* [Excerpt]
As to the actual situation, the productive power of the whole of Europe has declined to such an extent that economic expansion is practically out of the question. Highly characteristic in this respect are the discussions among the British imperialists as to whether the British Empire can afford to realise its old dream—which was one of the chief causes of the last war—viz. to establish a connection between Egypt and India via Arabia and Mesopotamia. 

The United States of America and Japan have, on the contrary, come out of the war greatly strengthened economically. Advanced American industry stands now face to face with the extremely difficult problem—how to find markets for its goods. This applies to agricultural produce as well as to industrial goods. The problem of exporting agricultural produce, grain and cotton might be solved by granting long term credit to the Middle and South European capitalists. But the drawback of it is that, while saving the American farmer from ruin, it greatly impairs the interests of the American manufacturers, since it enables Germany to compete in the industrial market. Thus the question of foreign exports, in particular to Eastern Asia and Russia, is becoming more and more important for the United States.

* [Information provided]
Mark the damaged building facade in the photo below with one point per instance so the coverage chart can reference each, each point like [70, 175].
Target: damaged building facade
...
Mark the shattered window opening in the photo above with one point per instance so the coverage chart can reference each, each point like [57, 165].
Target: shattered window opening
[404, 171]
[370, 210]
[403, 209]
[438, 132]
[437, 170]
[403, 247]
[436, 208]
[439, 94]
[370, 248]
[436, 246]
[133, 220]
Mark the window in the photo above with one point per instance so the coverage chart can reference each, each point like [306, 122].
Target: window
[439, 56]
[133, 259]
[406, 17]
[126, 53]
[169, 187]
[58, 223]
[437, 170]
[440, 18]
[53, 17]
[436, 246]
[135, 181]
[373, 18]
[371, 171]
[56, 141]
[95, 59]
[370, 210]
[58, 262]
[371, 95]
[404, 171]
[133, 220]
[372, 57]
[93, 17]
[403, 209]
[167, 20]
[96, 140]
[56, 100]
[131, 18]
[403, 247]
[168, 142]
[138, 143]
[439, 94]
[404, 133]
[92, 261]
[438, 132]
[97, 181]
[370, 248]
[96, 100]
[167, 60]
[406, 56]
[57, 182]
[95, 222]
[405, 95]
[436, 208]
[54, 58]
...
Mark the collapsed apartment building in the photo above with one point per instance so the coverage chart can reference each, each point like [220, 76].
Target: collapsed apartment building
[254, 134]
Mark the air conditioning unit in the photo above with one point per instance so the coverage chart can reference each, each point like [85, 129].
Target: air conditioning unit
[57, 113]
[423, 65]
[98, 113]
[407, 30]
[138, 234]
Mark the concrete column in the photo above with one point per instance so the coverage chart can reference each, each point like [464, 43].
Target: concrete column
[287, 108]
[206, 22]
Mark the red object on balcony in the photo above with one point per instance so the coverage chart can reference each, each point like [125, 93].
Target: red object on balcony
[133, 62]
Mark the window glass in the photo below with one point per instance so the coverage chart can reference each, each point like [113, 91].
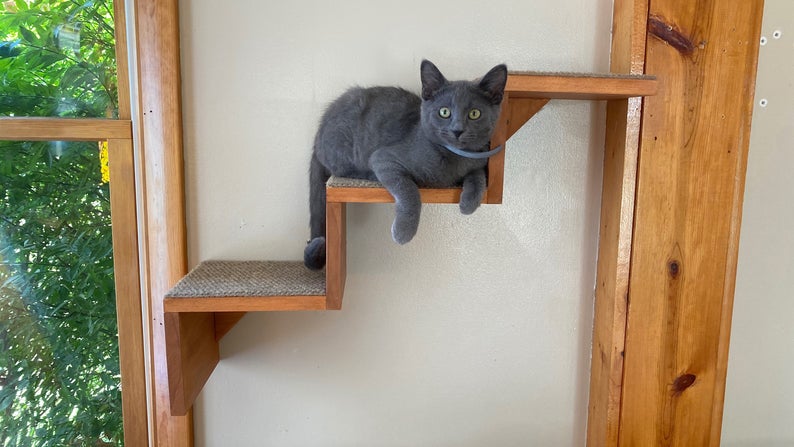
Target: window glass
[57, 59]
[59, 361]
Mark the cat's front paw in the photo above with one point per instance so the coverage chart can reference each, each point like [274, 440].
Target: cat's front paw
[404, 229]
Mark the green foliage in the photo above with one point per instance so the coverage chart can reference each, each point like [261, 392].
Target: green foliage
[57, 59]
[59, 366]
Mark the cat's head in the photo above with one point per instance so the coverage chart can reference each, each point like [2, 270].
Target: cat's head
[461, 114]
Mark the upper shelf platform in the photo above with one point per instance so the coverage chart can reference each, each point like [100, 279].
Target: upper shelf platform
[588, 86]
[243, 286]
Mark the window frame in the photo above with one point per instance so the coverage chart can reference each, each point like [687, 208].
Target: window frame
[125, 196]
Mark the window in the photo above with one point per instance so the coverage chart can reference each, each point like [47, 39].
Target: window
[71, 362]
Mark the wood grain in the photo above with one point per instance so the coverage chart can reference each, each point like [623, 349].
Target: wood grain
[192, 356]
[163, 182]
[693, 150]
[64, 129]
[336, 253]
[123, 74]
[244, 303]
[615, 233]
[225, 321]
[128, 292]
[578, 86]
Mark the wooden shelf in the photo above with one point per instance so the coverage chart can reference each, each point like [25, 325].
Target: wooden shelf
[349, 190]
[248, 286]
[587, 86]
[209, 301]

* [Set exercise]
Retype, word for word, the passage on postwar economic conditions from "The United States of" to "the United States.".

* [The completed task]
The United States of America and Japan have, on the contrary, come out of the war greatly strengthened economically. Advanced American industry stands now face to face with the extremely difficult problem—how to find markets for its goods. This applies to agricultural produce as well as to industrial goods. The problem of exporting agricultural produce, grain and cotton might be solved by granting long term credit to the Middle and South European capitalists. But the drawback of it is that, while saving the American farmer from ruin, it greatly impairs the interests of the American manufacturers, since it enables Germany to compete in the industrial market. Thus the question of foreign exports, in particular to Eastern Asia and Russia, is becoming more and more important for the United States.